**Problem requirements**.
Update every row below by swapping "Target" for "Object" and leaving all else unchanged. Leave the pictures out of your answer.

Stored entries
———
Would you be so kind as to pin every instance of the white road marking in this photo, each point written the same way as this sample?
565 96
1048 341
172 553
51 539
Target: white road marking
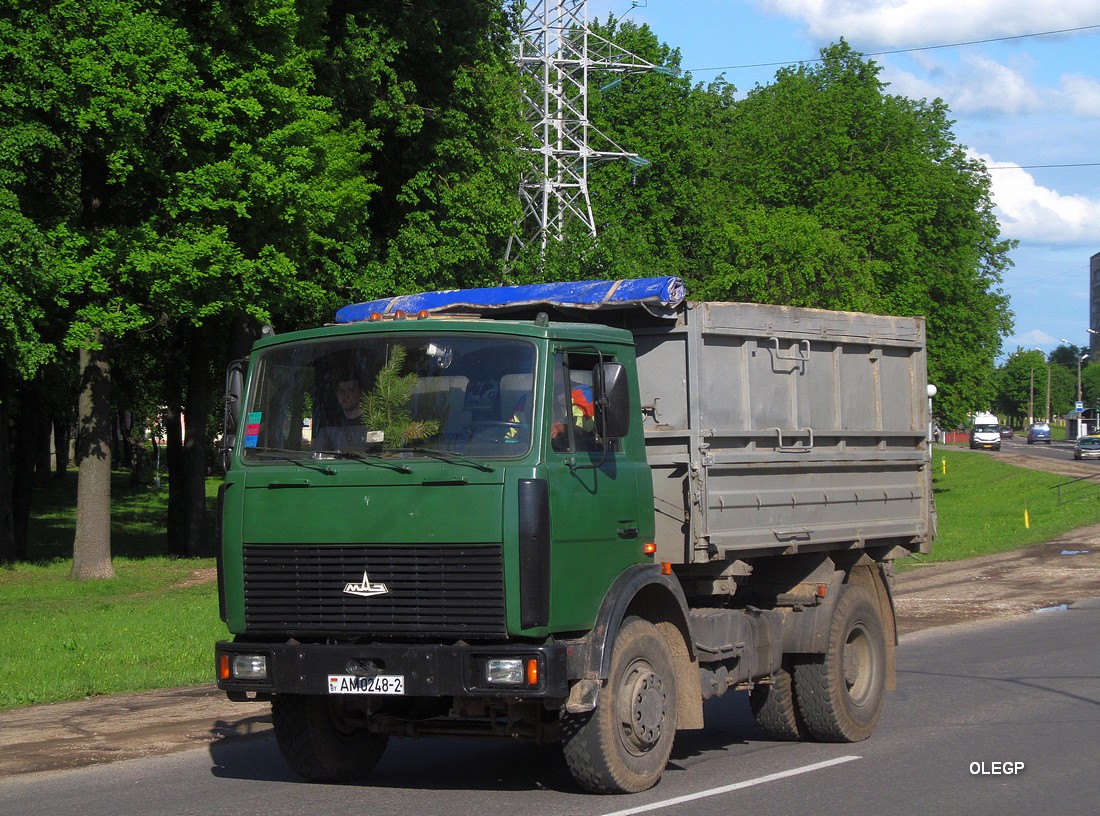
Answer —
735 786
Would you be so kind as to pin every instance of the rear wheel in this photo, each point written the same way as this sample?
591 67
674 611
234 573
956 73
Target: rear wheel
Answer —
624 745
320 741
840 693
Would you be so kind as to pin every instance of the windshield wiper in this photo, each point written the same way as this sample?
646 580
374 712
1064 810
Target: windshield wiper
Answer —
366 459
451 456
279 454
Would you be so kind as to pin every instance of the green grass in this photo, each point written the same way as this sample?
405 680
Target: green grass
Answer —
154 626
145 629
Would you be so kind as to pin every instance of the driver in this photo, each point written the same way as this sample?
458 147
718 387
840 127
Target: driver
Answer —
348 431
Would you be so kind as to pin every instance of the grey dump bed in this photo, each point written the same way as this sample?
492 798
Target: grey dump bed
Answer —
774 430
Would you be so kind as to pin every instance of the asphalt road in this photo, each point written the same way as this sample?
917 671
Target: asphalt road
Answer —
975 701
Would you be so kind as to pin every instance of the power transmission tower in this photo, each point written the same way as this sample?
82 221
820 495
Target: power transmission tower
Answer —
557 54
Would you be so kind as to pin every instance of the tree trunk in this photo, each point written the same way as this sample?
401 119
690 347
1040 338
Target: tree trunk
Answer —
91 547
9 552
174 461
28 423
61 448
195 450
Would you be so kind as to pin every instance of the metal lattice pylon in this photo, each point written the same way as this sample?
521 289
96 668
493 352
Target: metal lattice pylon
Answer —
556 54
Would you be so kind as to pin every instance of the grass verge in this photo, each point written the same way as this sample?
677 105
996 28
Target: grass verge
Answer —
154 626
981 503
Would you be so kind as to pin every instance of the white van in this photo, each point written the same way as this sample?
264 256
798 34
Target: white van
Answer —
986 432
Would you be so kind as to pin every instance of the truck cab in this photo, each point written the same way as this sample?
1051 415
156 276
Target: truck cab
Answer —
985 432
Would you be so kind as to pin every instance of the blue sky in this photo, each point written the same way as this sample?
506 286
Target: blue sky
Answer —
1020 102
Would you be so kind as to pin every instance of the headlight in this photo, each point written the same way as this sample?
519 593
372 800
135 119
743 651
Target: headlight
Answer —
249 666
504 671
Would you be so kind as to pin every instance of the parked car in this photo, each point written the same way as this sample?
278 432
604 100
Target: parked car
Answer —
1087 448
1038 432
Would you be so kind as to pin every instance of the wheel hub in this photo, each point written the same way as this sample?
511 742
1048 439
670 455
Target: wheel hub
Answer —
646 708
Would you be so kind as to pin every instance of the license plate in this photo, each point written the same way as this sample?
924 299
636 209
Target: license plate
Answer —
380 684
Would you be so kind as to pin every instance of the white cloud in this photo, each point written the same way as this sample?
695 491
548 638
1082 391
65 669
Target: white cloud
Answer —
1031 212
892 23
1081 95
977 85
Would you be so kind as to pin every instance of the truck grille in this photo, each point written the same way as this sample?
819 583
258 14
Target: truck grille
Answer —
440 592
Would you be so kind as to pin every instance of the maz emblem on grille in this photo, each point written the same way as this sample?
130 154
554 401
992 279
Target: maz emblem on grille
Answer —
366 588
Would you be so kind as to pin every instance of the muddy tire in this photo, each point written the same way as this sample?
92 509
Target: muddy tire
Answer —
320 742
624 745
774 708
840 693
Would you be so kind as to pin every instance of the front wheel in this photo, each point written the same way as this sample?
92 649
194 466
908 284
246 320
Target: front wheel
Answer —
624 745
321 742
840 693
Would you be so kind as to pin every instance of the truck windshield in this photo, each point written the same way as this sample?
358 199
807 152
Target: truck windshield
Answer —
386 396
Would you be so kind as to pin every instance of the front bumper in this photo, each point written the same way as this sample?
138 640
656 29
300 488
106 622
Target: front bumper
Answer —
429 671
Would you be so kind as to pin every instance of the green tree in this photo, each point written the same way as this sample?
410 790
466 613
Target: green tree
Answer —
818 189
182 175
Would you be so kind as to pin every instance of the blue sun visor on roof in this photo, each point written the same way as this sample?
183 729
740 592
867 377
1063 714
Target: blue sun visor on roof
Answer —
655 294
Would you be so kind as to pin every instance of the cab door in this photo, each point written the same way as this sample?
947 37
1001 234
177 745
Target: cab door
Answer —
595 503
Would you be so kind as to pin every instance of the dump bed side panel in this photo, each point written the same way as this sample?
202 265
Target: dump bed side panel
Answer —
778 430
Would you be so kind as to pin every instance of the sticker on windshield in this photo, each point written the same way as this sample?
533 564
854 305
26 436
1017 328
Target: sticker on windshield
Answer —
252 429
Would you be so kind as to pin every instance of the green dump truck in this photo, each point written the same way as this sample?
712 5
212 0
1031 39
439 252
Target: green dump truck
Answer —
570 514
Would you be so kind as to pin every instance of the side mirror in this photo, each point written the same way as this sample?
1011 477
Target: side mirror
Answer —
612 390
234 392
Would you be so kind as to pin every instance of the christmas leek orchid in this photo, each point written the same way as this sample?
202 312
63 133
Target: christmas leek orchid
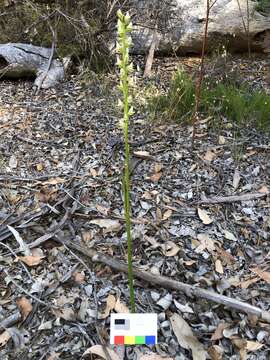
———
**Output below**.
Would you be so kind as to pin every instance of the white road marking in this photo, each point written the same way as this sample?
565 96
1048 341
172 553
51 539
Object: white road marking
Answer —
735 786
Would you be so kind as to pin every instance of the rear wheel in this photo, each point written the same way as this sample?
591 67
674 611
234 573
956 73
Object: rear wheel
Answer —
624 745
320 741
840 693
Would you be so kind as to pin every instance of the windshield wiper in this photo, each point written the same way as this sample?
646 580
374 712
1064 810
Object: windshield wiper
Answer —
366 459
451 456
279 454
Would you be so kind as to pin every instance of the green grass in this photo, each point written the same way as this sample?
405 680
Object: green grass
Answer —
154 626
145 629
Would you be so kind as to pin every instance of the driver in this photo, each point written the same way as this sample?
458 147
718 387
840 127
Object: driver
Answer —
348 431
Would you be so kind as to pin every instance of the grey dump bed in this photo, each point written the same way as this sample?
492 798
Object: grey dump bed
Answer —
774 430
Would you be so kind as to pin every instance of the asphalt road in this photo, each point written the same way as this sample?
917 671
Object: asphalt road
Answer —
975 701
Would you be so kind as to pin every instance of the power transmission tower in this photo, each point written the same way as this sample?
82 221
820 495
Object: power transmission tower
Answer —
557 54
Would you be so kind as to pin every instance of the tree trunk in this photo, each point written the same way as this sample?
401 119
690 347
1040 338
Object: tree trunk
Answer —
91 547
9 552
174 461
28 423
61 448
195 450
Would you be so kind as to pin every instance of the metal lattice pylon in this photo, each point written the same way as this sample?
521 289
96 668
493 352
Object: metal lattice pylon
Answer —
556 54
Would you be so kind as to pin every instance of the grass verge in this photo, each point written the same way as this sample?
677 105
996 28
Object: grass verge
Answer —
154 626
981 503
Would you be so kind as to pin every instance of the white van in this photo, each point written the same way as this sample?
264 256
798 34
Object: white van
Answer —
986 432
Would you be so kind as to pin every instance of the truck cab in this photo, each point written the same way as this sample?
1051 415
156 276
Object: truck cab
Answer —
985 432
Would you be so kind as to pin every instance of the blue sky in this photo, each point written the same way as this sample?
506 286
Object: blue sky
Answer —
1020 102
Would you be so kind as to pin every instance of the headlight in this photo, each point written the same way as this sample?
519 593
372 800
135 119
743 651
Object: headlight
Answer —
249 666
504 671
Would you be so kind as to pin every instance of the parked car in this photo, each point written the same way as this sample?
278 432
604 100
Object: parked car
Answer —
1087 448
1038 432
Would you be so kind as to pin every instance of the wheel hub in this photo, each point written the same way as this sample?
511 742
1048 439
670 455
Object: wheel hub
Answer —
646 708
Would you be so kind as to pin every instance of the license plate in this photo, each point written the same way as this sample?
924 299
636 209
Object: license plate
Answer —
380 684
Would you be so kind as to pin every instance of the white cloud in this photo, each point written the same way as this sample?
695 491
548 638
1082 391
65 669
Object: white cloud
Answer —
1031 212
892 23
1081 95
977 85
Would you be so kind as to pin every instance of the truck grille in this photo, each point written the same way as this sample?
819 583
258 14
Object: truck grille
Answer —
440 592
Would you be so kind as to pin every instance of the maz emblem on grille in this photo, each point written the same way as this sample?
130 154
554 401
992 279
Object: maz emblem on grille
Answer —
366 588
Would you be so kind as to pin every instance of the muddy tire in this photo, each point written the same way as this sample?
92 509
Object: muddy tire
Answer —
320 742
624 745
774 708
840 693
Would you be so kind as to pin every instance of the front wheel in this photo, each point written the same way as this sample?
92 649
194 466
908 284
246 320
Object: front wheel
Answer —
624 745
321 742
840 693
Would you be so kind as to pin every instance of the truck windshield in this photo, each point written the same way as this sample?
358 199
807 152
Object: truck windshield
Answer —
386 396
Would you be so kind as to pin every instance of the front bumper in this photo, each point written the same way as this sample?
138 640
656 29
300 488
106 622
Object: front bumper
Answer —
429 671
Would you be so kind as to pin every instance of the green tree in this photo, each point written the same way as this sample?
410 790
466 613
Object: green tree
Answer —
818 189
182 175
Would you be so kind as to pin every instance of the blue sun visor on roof in this photo, each point written the same way as this sample?
183 729
740 592
867 377
1063 714
Object: blue sun visor on roof
Answer —
655 294
Would you be so kind as to pin every instance of the cab door in this photo, each point written the same way as this sample?
947 37
1001 234
177 745
Object: cab door
Answer —
595 503
Would you be so kind as to pin every instance of the dump bed side panel in this photo, each point written the same way as this sample?
202 265
Object: dump bed side panel
Answer —
778 430
Would you be so kind as to pin every instance of the sticker on windshield in this photo, each point written the same way as this sample?
533 564
854 305
26 436
1017 328
Object: sticker on windshield
Answer —
252 429
Would you be so kind as to pin every instance of the green dump truck in this photo, each point written the same way as this sample?
712 5
212 0
1031 39
439 252
Object: green dump truck
Answer —
570 514
Would you be so kind as to pin every instance of the side mirror in this photo, each point written the same way as this sample?
1011 477
Object: side mirror
Answer —
612 390
234 392
Would you be so kind as to pin every instance of the christmas leek orchid in this photo, each point written the same way as this sample?
202 312
63 133
Object: christmas leek orchid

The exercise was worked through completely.